- [Provided entries]:
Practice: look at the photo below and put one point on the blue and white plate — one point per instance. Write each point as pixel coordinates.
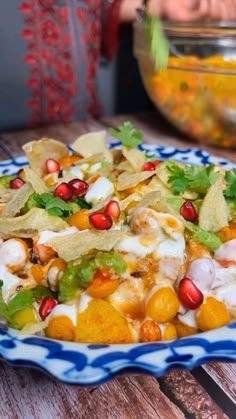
(86, 364)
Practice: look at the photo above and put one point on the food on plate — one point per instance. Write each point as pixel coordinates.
(112, 245)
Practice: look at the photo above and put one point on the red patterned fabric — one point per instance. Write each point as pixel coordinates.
(59, 36)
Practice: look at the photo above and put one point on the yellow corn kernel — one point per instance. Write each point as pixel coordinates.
(131, 205)
(169, 332)
(61, 327)
(163, 305)
(212, 314)
(24, 316)
(80, 219)
(150, 331)
(184, 329)
(68, 161)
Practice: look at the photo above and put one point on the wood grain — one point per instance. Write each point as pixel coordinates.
(31, 394)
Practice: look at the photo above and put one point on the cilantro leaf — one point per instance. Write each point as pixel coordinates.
(4, 312)
(20, 301)
(82, 203)
(178, 179)
(54, 205)
(157, 42)
(128, 135)
(230, 190)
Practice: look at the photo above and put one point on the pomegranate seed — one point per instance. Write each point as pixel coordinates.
(16, 183)
(21, 174)
(156, 162)
(52, 166)
(46, 306)
(149, 165)
(78, 187)
(113, 209)
(188, 211)
(101, 221)
(63, 191)
(190, 296)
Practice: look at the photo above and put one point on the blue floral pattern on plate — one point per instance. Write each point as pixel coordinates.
(86, 364)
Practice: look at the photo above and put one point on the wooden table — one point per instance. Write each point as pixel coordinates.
(205, 392)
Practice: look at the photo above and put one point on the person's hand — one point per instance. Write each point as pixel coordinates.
(191, 10)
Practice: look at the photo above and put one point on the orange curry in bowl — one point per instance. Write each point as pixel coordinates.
(197, 96)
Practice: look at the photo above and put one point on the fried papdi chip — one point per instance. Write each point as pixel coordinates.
(34, 179)
(214, 213)
(128, 180)
(92, 143)
(72, 246)
(163, 174)
(27, 225)
(135, 157)
(18, 201)
(39, 151)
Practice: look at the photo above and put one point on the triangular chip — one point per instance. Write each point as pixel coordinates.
(214, 213)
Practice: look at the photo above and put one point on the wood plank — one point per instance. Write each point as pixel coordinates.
(4, 155)
(190, 396)
(31, 394)
(157, 131)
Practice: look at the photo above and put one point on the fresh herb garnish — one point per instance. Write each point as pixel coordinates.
(195, 178)
(178, 178)
(230, 190)
(157, 42)
(128, 135)
(23, 299)
(54, 205)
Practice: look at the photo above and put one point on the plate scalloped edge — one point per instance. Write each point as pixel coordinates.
(85, 364)
(89, 364)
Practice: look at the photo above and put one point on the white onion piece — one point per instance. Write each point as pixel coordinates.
(202, 273)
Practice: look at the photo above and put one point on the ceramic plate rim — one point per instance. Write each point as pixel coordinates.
(84, 364)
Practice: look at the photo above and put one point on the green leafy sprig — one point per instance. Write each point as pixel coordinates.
(157, 42)
(128, 135)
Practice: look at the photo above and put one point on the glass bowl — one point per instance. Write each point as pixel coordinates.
(197, 91)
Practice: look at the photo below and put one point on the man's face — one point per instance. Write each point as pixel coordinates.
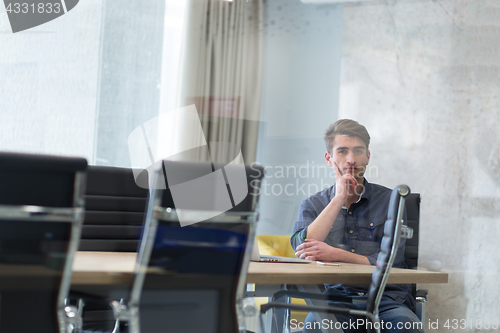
(350, 154)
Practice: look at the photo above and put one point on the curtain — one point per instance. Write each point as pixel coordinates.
(222, 72)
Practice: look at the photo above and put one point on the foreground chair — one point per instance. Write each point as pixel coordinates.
(393, 232)
(41, 212)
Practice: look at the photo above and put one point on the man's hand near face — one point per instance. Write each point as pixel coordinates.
(312, 249)
(345, 186)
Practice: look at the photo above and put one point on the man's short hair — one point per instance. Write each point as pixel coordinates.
(346, 127)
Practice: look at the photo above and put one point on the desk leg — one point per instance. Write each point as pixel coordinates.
(320, 316)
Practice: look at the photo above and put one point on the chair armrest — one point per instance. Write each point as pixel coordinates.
(330, 309)
(304, 295)
(421, 295)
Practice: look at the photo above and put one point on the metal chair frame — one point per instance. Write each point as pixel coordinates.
(68, 315)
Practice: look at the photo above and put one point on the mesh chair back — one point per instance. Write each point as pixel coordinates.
(412, 204)
(40, 218)
(388, 247)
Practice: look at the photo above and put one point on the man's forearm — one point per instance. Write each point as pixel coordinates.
(322, 225)
(353, 258)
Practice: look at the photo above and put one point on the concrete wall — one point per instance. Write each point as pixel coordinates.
(423, 77)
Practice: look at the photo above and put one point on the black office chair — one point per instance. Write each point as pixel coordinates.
(411, 251)
(190, 277)
(41, 212)
(393, 231)
(114, 210)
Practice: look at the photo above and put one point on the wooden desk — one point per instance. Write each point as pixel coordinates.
(106, 268)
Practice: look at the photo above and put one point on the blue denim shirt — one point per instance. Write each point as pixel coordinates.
(358, 229)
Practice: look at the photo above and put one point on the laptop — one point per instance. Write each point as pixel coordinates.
(256, 256)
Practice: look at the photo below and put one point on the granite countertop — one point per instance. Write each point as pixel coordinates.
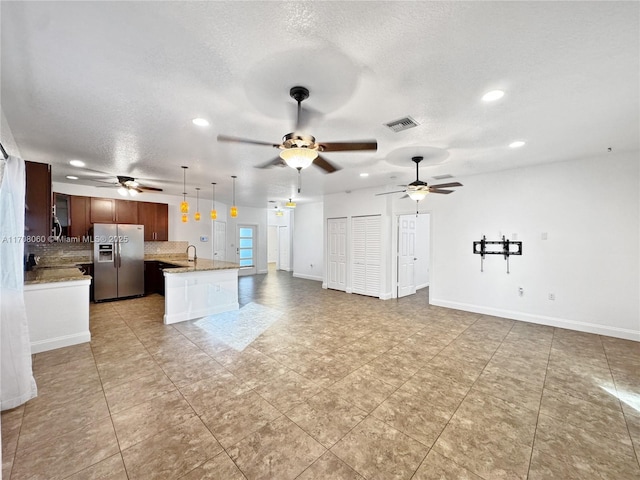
(53, 274)
(183, 265)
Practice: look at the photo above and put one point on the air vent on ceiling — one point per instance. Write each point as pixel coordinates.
(402, 124)
(442, 177)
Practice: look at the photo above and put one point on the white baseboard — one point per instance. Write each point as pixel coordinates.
(40, 346)
(542, 320)
(308, 277)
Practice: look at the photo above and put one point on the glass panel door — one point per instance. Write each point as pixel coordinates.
(247, 249)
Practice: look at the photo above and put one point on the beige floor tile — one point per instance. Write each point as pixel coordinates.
(437, 467)
(346, 370)
(238, 417)
(144, 420)
(58, 457)
(279, 450)
(208, 394)
(490, 437)
(563, 450)
(376, 450)
(183, 371)
(510, 389)
(110, 469)
(363, 389)
(288, 390)
(410, 415)
(586, 415)
(53, 358)
(171, 453)
(436, 390)
(326, 417)
(139, 390)
(52, 422)
(219, 467)
(329, 467)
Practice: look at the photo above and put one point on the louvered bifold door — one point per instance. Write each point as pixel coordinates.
(365, 255)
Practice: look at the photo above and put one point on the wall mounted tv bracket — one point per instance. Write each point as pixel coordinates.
(506, 248)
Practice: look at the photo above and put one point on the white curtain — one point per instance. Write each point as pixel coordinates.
(17, 384)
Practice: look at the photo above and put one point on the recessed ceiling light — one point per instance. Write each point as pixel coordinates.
(201, 122)
(493, 95)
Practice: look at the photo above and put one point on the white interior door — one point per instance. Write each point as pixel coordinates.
(406, 255)
(337, 246)
(284, 252)
(247, 250)
(272, 244)
(219, 240)
(366, 254)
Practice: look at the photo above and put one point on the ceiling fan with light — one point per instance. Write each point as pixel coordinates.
(128, 186)
(418, 189)
(299, 150)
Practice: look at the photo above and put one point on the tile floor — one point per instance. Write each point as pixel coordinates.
(337, 386)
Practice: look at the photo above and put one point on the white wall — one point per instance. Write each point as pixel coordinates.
(308, 241)
(589, 211)
(423, 249)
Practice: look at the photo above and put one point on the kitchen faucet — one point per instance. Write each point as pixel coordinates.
(195, 256)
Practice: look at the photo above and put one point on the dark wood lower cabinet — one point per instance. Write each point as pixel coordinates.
(153, 278)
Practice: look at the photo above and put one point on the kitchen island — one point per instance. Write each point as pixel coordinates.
(195, 289)
(57, 304)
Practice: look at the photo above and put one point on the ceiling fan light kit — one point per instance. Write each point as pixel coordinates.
(299, 150)
(418, 189)
(299, 157)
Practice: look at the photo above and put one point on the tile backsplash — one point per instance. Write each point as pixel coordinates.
(165, 248)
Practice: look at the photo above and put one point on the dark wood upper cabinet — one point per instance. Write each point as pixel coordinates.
(155, 218)
(126, 211)
(37, 222)
(79, 216)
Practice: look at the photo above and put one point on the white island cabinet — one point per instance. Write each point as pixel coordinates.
(199, 289)
(57, 304)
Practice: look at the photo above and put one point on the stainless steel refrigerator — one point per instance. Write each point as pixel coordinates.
(118, 261)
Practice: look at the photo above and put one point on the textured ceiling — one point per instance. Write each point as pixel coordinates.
(116, 84)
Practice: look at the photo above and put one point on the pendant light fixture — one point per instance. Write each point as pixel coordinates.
(196, 216)
(184, 206)
(214, 213)
(234, 209)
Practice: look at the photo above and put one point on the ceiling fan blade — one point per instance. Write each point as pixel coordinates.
(325, 164)
(346, 146)
(435, 190)
(387, 193)
(445, 185)
(274, 162)
(227, 138)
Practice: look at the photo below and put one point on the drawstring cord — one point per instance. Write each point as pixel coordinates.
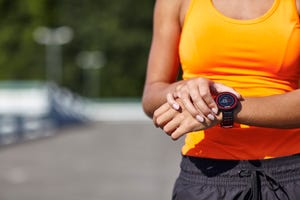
(253, 191)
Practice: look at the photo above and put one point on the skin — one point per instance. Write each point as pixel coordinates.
(179, 107)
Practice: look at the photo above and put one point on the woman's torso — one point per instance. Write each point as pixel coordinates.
(256, 52)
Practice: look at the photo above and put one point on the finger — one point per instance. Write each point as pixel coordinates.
(171, 101)
(218, 87)
(165, 117)
(172, 125)
(186, 100)
(206, 103)
(158, 112)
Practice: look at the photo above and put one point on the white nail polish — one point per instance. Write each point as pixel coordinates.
(211, 117)
(199, 118)
(175, 106)
(215, 110)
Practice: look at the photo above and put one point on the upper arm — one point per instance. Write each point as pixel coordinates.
(298, 6)
(163, 59)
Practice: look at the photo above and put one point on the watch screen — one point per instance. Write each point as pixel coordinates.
(226, 101)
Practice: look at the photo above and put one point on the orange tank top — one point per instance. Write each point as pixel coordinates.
(257, 57)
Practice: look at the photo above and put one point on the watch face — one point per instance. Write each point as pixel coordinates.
(226, 101)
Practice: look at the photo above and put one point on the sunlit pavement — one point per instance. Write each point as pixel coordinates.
(102, 161)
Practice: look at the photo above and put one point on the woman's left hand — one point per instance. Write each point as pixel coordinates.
(177, 123)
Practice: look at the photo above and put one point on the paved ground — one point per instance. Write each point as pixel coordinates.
(102, 161)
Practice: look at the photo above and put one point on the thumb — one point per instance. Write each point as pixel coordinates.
(218, 87)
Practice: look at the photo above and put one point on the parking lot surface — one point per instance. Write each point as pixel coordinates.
(101, 161)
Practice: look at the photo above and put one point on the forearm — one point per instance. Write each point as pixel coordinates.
(278, 111)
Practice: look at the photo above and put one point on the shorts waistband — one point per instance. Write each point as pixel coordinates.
(239, 172)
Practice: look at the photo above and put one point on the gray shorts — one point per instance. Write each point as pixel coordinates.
(213, 179)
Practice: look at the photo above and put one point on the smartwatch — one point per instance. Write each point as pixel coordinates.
(226, 103)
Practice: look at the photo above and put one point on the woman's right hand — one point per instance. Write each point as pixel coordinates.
(197, 97)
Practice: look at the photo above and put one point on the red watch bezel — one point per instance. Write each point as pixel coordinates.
(234, 105)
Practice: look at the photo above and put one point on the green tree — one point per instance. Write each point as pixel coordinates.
(120, 29)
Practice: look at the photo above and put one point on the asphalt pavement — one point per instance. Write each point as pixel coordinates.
(102, 161)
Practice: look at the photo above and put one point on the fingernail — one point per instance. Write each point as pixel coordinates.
(175, 106)
(215, 110)
(211, 117)
(200, 118)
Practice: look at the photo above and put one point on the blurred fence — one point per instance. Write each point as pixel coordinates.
(31, 110)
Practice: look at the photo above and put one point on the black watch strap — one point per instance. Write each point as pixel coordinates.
(227, 121)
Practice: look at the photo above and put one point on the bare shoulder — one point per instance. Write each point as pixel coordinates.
(298, 6)
(183, 9)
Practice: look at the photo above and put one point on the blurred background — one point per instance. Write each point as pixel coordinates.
(71, 122)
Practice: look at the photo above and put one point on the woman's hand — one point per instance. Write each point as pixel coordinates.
(177, 123)
(197, 97)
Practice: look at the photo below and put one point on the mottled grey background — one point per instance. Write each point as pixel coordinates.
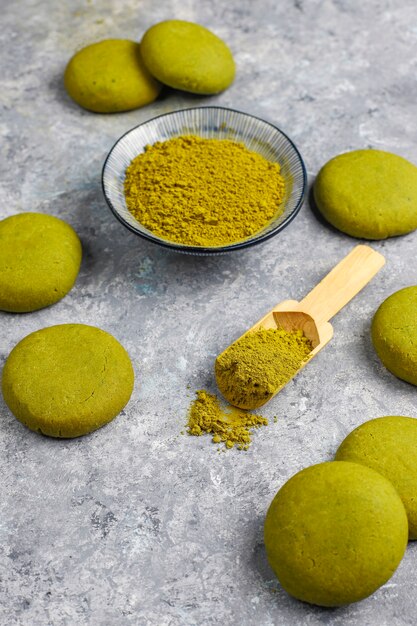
(138, 524)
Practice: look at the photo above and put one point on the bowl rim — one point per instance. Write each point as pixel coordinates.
(171, 245)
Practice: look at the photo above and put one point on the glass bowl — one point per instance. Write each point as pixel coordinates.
(210, 123)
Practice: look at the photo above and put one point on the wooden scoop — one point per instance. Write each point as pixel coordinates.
(313, 313)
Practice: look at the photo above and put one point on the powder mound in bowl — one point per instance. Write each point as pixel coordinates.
(203, 192)
(231, 426)
(256, 366)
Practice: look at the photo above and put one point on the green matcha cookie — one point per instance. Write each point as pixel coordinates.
(368, 193)
(40, 257)
(335, 532)
(389, 446)
(67, 380)
(187, 56)
(394, 334)
(109, 76)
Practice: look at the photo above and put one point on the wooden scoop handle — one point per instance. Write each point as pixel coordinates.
(340, 285)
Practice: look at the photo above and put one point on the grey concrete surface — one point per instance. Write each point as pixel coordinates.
(138, 524)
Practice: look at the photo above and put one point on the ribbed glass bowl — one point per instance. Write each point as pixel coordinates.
(210, 123)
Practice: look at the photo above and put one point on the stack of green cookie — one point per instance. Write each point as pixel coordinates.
(119, 75)
(337, 531)
(65, 380)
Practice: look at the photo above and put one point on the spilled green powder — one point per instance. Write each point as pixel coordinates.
(231, 426)
(256, 366)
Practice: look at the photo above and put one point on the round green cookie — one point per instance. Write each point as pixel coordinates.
(40, 257)
(368, 193)
(67, 380)
(394, 334)
(188, 56)
(335, 532)
(389, 446)
(109, 76)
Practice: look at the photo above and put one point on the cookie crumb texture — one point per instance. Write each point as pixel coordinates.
(256, 366)
(40, 257)
(67, 380)
(229, 426)
(203, 192)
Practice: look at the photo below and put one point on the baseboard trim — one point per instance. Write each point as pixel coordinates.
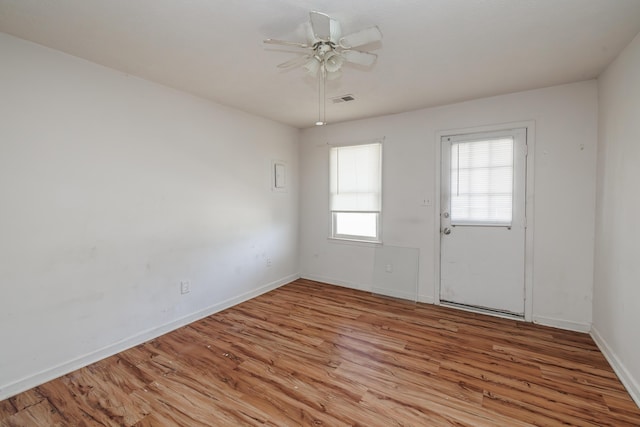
(331, 281)
(562, 324)
(395, 294)
(621, 371)
(426, 299)
(11, 389)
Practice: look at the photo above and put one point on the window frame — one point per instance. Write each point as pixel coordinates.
(333, 235)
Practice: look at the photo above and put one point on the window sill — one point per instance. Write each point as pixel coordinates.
(355, 242)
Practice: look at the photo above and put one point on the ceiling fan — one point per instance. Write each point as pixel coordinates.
(329, 49)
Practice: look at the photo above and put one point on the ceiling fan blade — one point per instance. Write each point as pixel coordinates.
(295, 62)
(362, 37)
(320, 25)
(361, 58)
(286, 43)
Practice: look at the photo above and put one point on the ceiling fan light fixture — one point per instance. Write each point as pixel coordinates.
(312, 66)
(333, 62)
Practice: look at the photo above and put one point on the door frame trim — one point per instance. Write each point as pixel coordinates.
(529, 125)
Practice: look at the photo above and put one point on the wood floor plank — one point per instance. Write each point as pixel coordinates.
(314, 354)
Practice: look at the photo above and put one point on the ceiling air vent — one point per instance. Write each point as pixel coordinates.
(343, 98)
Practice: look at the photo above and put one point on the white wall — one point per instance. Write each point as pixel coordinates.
(565, 169)
(113, 190)
(616, 312)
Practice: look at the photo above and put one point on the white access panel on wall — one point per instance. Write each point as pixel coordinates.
(395, 272)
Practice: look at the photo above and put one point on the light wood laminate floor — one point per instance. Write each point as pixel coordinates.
(314, 354)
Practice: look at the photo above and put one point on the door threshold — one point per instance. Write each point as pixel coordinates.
(482, 310)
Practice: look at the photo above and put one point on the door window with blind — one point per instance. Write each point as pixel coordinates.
(356, 192)
(482, 182)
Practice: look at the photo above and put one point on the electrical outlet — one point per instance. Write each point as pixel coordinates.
(185, 287)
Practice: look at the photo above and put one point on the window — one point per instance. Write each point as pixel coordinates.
(355, 192)
(482, 182)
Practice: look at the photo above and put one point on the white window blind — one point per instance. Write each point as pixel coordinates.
(355, 191)
(482, 182)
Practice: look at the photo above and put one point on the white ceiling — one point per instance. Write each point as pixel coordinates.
(434, 52)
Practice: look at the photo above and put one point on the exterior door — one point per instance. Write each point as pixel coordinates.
(482, 220)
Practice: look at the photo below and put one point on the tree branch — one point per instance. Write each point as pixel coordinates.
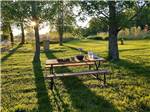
(135, 15)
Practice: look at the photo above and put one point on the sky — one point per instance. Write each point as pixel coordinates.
(17, 31)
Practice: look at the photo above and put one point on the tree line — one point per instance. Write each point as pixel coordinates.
(111, 16)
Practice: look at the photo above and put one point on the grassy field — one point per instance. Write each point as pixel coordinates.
(25, 90)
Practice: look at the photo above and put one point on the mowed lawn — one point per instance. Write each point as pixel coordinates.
(25, 90)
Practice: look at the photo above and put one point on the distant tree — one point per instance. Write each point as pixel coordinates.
(7, 18)
(143, 18)
(115, 16)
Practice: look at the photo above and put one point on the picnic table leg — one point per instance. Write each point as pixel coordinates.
(89, 67)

- [Exercise objective]: Copy out exactly the lines between the line that contains "the door window" and the last line of the records, both ends included; leave out every picture.

- [Answer to this problem]:
Practice: look at the photo above and put one point on the door window with blind — one point per instance. Write each point as pixel coordinates.
(356, 192)
(482, 182)
Practice: look at the photo above and put one point on the electrical outlet — one point per instance. Write each point as pixel coordinates.
(185, 287)
Practice: look at the photo above and put one point on the window — one point per instance. Write each point as pixel coordinates.
(355, 192)
(482, 182)
Practice: look at the photo above and put one point on the white window blind — one point per instance. Write each point as pixel coordinates.
(355, 191)
(482, 182)
Practice: look at the photo above and put one point on the white ceiling — one point per instance. Write each point as pixel coordinates.
(434, 52)
Practice: look at the photo above and put one point on the exterior door — one point per instance. Write each point as pixel coordinates.
(482, 220)
Practice: look at the photo below and put one point on the tree branch — one point per instance. Write each point as pixel coordinates.
(135, 15)
Practice: look at the photo above and put one point on the sky — one point per instance. Write each point as pixel coordinates.
(17, 31)
Practice: look at the photo above and put one point on the tree line — one point per instance. Write each point as pixel coordinates.
(111, 16)
Practice: look at the photo above and put one point on the grassy field — one point per instance. Write each point as pixel coordinates.
(25, 90)
Practice: look at the photo above and put one point on the mowed lawn — one point per instance. Write each point as pixel coordinates.
(25, 90)
Practice: look at the photo above and put one point on the distant tree — one point per instance. Write each point as pixel coordinates.
(7, 18)
(143, 18)
(115, 16)
Practice: look at the photo above and put one point on the picnic table leg — one point per instance. Write each point as pixel coordinates.
(89, 67)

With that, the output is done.